Selected extract ->
FIX: Check current task without try/except

IndicoDataSolutions · Jul 17, 2019 · 9b2f98b · 9b2f98b
1 parent e9eb9d3
commit 9b2f98b
Show file tree

Hide file tree

Showing 8 changed files with 59 additions and 35 deletions.
diff --git a/finetune/base.py b/finetune/base.py
@@ -7,6 +7,7 @@
 import math
 from abc import ABCMeta, abstractmethod
 from copy import deepcopy
+from enum import Enum
 import tempfile
 import time
 import sys
@@ -716,26 +717,25 @@ def finetune_grid_search_cv(cls, Xs, Y, *, n_splits, test_size, eval_fn=None, pr
 
         return max(aggregated_results, key=lambda x: x[1])[0]
 
-    def process_long_sequence(self, X, task, probas=False):
-        tasks = ['sequence_labeling', 'classification', 'regression']
-        assert task in tasks, 'invalid task for processing long sequences'
+    class Task(Enum):
+        SEQUENCE_LABELING = 'sequence_labeling'
+
+
+    def process_long_sequence(self, X, probas=False):
         chunk_size = self.config.max_length - 2
         step_size = chunk_size // 3
-        if task == 'sequence_labeling':
-            arr_encoded = list(itertools.chain.from_iterable(self.input_pipeline._text_to_ids([x]) for x in X))
-        else:
-            arr_encoded = list(itertools.chain.from_iterable(self.input_pipeline._text_to_ids(x) for x in X))
-
+        arr_encoded = list(itertools.chain.from_iterable(self.input_pipeline._text_to_ids(x) 
+            for x in self.input_pipeline._format_for_inference(X)))
+
         labels, batch_probas = [], []
         pred_keys = [PredictMode.NORMAL]
-        if task != 'regression':
+        if probas:
             pred_keys.append(PredictMode.PROBAS)
         for pred in self._inference(X, predict_keys=[PredictMode.PROBAS, PredictMode.NORMAL], n_examples=len(arr_encoded)):
-            try:
-                labels.append(self.input_pipeline.label_encoder.inverse_transform([pred[PredictMode.NORMAL]]))
-            except ValueError:
-                labels.append(self.input_pipeline.label_encoder.inverse_transform(pred[PredictMode.NORMAL]))

Dataset section ->
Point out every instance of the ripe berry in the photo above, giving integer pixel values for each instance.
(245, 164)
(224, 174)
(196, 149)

Brief ->
In the commit page, how many files were changed, and how many additions and deletions does it report?

Output of the exercise ->
Eight files were changed, with 59 additions and 35 deletions.